- **Do this**
Return the data verbatim, starting at its first line and ending at the line that contains "Within one instance, a", with both of those lines included.

--

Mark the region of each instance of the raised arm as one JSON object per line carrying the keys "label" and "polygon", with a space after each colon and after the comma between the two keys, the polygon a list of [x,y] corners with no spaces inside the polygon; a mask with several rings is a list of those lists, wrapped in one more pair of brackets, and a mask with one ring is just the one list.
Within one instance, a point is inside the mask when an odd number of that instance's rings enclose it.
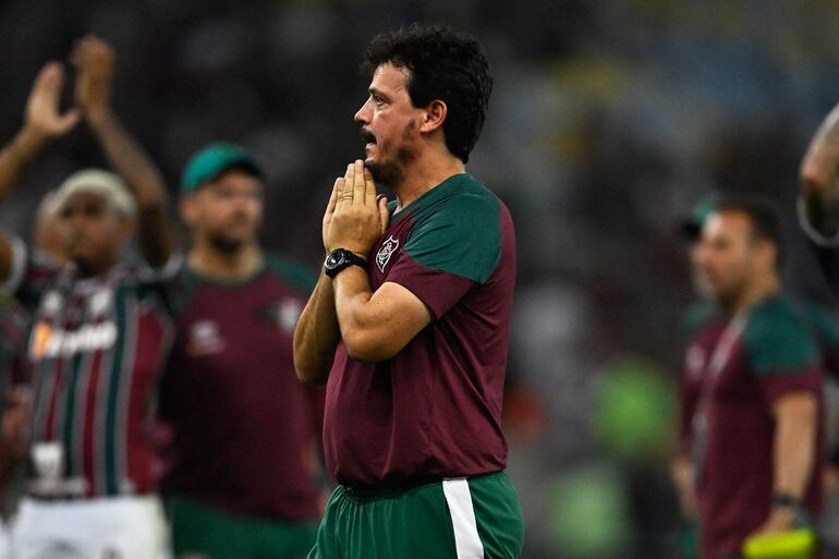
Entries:
{"label": "raised arm", "polygon": [[139,250],[149,265],[161,266],[177,245],[169,196],[155,162],[122,127],[111,109],[113,49],[100,38],[87,35],[76,42],[71,60],[78,72],[76,105],[109,165],[125,180],[137,200]]}
{"label": "raised arm", "polygon": [[[26,165],[53,138],[66,134],[80,120],[78,110],[63,114],[59,110],[64,70],[59,62],[46,64],[29,92],[24,123],[17,134],[0,151],[0,203],[17,183]],[[0,235],[0,282],[9,278],[12,248]]]}
{"label": "raised arm", "polygon": [[[345,182],[327,246],[366,256],[387,227],[387,203],[377,198],[376,184],[362,161],[348,168]],[[392,357],[434,319],[425,303],[399,283],[385,282],[374,292],[367,272],[358,266],[339,272],[333,289],[341,338],[350,356],[358,361]]]}
{"label": "raised arm", "polygon": [[828,113],[801,163],[800,193],[810,227],[825,238],[839,232],[839,105]]}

--

- **Result below**
Mark the region of each instance of the raised arm as one JSON object per line carrying the keys "label" and "polygon", with a space after each colon and after the comma between the two keys, the polygon a list of [x,y] corners with no spaces inside the polygon; a mask with several rings is a list of those lists, wrapped in one more pair of brackets, and a mask with one ring is just the one list.
Within one instance, a point is inside the mask when an odd number of that instance's rings enclose it.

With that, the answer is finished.